**TASKS TO CARRY OUT:**
A: Reproduce the guide to Jane Austen in Bath word for word, everything from "My connection with" down to "my own writing.".
B: In the guide to Jane Austen in Bath, during which years did Jane live in the city?
C: Continue the guide to Jane Austen in Bath, starting after its last sentence.

**TEXT SEGMENT:**
--- --- ---

The Ultimate Guide to Jane Austen in Bath, UK
I stood on a hill overlooking Bath, and picked out the places that Jane knew well. Straight ahead of me towered Bath Abbey and next to it The Pump Rooms, where Jane would have socialised in the afternoon. To the west I mapped out Gay Street, where she lived for a while, and just north of it The Assembly Rooms, where she attended balls and evening parties. Behind me was Lyncombe Hill and Widcombe, where Jane enjoyed walking, and in the very spot I stood, she too embraced the scenery.
Jane lived in Bath from 1801-1806, when England’s high society flocked to the city for its supposed health benefits – her parents moved the family here to follow that fashion. Today, remnants of her time in Bath can be found all across town; some are more obviously signposted while others require a little insider knowledge.
My connection with Jane Austen runs a little deeper than casual reader – even more so after researching this piece. Jane was a strong, bold, quick-witted woman. She swam against the flow, was unwilling to buy into the silly games of her time’s society, and refused to even entertain the idea of marrying for money or status – at a time when it was expected of women. No, Jane was a rare breed of fabulous. She paved the way for women with gumption, and I aspire to be as observant, astute, and gloriously deadpan as Jane in my own writing.
// Love Bath? The city is featured in our print travel journal, A Year in the UK & Ireland, out now //
So I was naturally drawn to Bath to dig deeper. Jane’s was a love/hate relationship with the city (perhaps a little more of the latter), but it nevertheless had a huge impact on her life and work; there’s a little piece of Jane’s story to be discovered around every corner…
Bath Novels – Northanger Abbey and Persuasion
Jane set two of her novels in Bath – Northanger Abbey and Persuasion. These portray life in Bath at the beginning of the 19th century, as Jane would have experienced it. I highly recommend reading these both – first Northanger Abbey then Persuasion – either directly before your trip or during your stay, as a way to immerse yourself in Georgian Bath and understand Jane’s feelings towards the city. Northanger Abbey was written at the end of the 1700s and revised while she was living in Bath, and Persuasion was completed a decade after she left.

--- --- ---

Excerpts from point annotation data
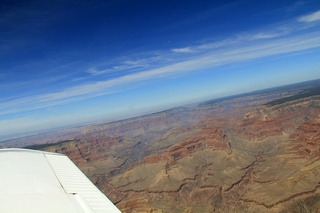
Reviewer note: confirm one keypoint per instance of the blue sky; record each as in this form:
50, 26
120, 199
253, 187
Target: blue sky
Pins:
71, 62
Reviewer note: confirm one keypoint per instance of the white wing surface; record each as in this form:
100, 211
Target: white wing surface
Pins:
35, 181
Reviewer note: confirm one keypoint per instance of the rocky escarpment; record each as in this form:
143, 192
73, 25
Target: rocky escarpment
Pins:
265, 162
246, 154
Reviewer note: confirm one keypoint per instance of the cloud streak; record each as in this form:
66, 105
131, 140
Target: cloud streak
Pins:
313, 17
254, 45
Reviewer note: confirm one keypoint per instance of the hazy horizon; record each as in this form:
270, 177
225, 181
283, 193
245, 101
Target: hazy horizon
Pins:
71, 63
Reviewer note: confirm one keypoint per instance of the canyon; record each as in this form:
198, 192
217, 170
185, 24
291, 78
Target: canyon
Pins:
255, 152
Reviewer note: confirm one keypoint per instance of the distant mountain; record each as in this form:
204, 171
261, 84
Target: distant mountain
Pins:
255, 152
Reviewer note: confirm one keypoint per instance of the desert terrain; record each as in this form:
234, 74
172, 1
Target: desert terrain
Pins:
255, 152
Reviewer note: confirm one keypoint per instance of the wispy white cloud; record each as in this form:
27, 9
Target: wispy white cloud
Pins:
252, 45
263, 35
313, 17
182, 50
207, 59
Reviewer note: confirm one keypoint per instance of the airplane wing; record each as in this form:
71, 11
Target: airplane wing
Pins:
36, 182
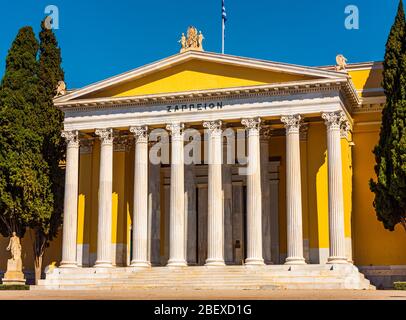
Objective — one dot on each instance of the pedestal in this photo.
(14, 274)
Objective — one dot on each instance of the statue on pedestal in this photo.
(15, 247)
(14, 274)
(192, 41)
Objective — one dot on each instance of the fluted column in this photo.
(177, 252)
(140, 215)
(70, 215)
(293, 191)
(215, 224)
(104, 255)
(254, 197)
(334, 121)
(266, 195)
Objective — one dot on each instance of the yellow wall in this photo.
(373, 245)
(196, 75)
(366, 79)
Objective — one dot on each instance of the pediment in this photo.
(194, 71)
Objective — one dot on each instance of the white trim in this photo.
(205, 56)
(123, 117)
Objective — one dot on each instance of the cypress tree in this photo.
(50, 119)
(24, 191)
(390, 153)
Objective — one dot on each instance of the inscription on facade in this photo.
(194, 106)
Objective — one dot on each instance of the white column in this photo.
(190, 215)
(227, 178)
(177, 252)
(334, 121)
(254, 196)
(215, 222)
(140, 214)
(154, 214)
(70, 215)
(104, 254)
(293, 191)
(266, 195)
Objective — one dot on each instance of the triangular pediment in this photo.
(193, 71)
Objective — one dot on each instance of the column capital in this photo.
(86, 146)
(266, 133)
(214, 127)
(334, 120)
(176, 129)
(292, 123)
(345, 129)
(304, 130)
(140, 133)
(252, 125)
(106, 135)
(72, 138)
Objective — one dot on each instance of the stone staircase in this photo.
(205, 278)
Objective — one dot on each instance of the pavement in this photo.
(173, 294)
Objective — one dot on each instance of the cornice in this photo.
(204, 56)
(278, 89)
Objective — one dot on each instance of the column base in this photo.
(140, 264)
(337, 260)
(254, 262)
(295, 261)
(176, 263)
(214, 263)
(103, 264)
(68, 264)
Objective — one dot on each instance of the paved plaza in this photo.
(168, 294)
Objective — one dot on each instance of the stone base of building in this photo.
(383, 277)
(205, 278)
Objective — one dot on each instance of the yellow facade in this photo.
(371, 243)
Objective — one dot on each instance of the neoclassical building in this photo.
(299, 216)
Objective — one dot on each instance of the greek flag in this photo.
(223, 24)
(224, 13)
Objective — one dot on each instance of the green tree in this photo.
(50, 120)
(390, 153)
(24, 179)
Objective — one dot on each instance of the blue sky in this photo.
(101, 38)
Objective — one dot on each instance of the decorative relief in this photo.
(140, 133)
(86, 146)
(193, 41)
(214, 127)
(341, 62)
(266, 133)
(72, 138)
(292, 123)
(334, 120)
(252, 125)
(345, 129)
(106, 135)
(60, 89)
(303, 132)
(176, 129)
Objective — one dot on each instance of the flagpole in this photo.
(222, 35)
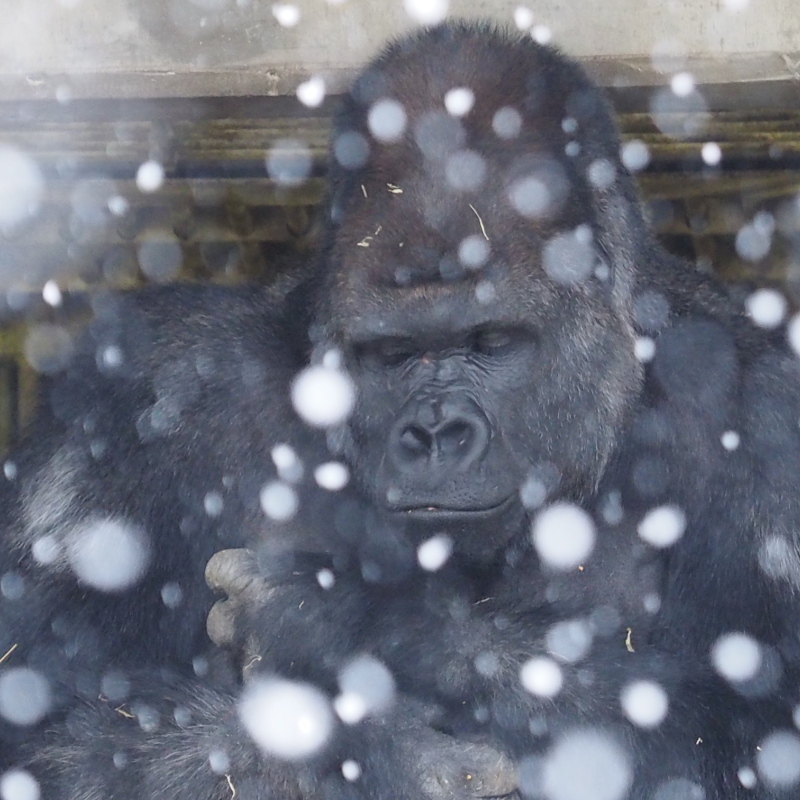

--- --- ---

**TASK-BY-TASK ANSWERS:**
A:
My connection with Jane Austen runs a little deeper than casual reader – even more so after researching this piece. Jane was a strong, bold, quick-witted woman. She swam against the flow, was unwilling to buy into the silly games of her time’s society, and refused to even entertain the idea of marrying for money or status – at a time when it was expected of women. No, Jane was a rare breed of fabulous. She paved the way for women with gumption, and I aspire to be as observant, astute, and gloriously deadpan as Jane in my own writing.

B: From 1801 to 1806.

C:
It’s widely acknowledged that Jane had mixed feelings towards Bath. When Jane first visited the city right at the end of the 1700s, she enjoyed her time here; it would have been an exciting change for a young girl from the country, but that didn’t last too long. You can feel her exhaustion with Bath progressing through her novels, and there’s a distinct difference between the Bath Jane portrays at the beginning of Northanger Abbey, and the city she presents years later in Persuasion.
‘They arrived in Bath. Catherine was all eager delight; her eyes were here, there, and everywhere.’
– Northanger Abbey
Catherine was Northanger Abbey‘s heroine, and like Jane she was also from the country and spent some time in Bath as a young girl: the above quote was the moment at which she first saw the city. This could have been drawn from Jane’s real life reaction to Bath when she came to the city in the 1790s. Compared to their country residences, Bath was a vibrant, lively, exciting place – imagine you’re a teenager arriving in Times Square in New York for the first time. ‘It is just the place for young people’, declares Mrs Allen, whom Catherine stays with in Bath, and she was quite right. It’s likely that Jane would have felt the same as Catherine and been excited on arrival – lulled in by Bath’s dazzling bright lights and roaring social scene. Moments of doubt and words of warning from other characters are peppered into the novel, but Catherine stays relentlessly enamoured with Bath throughout.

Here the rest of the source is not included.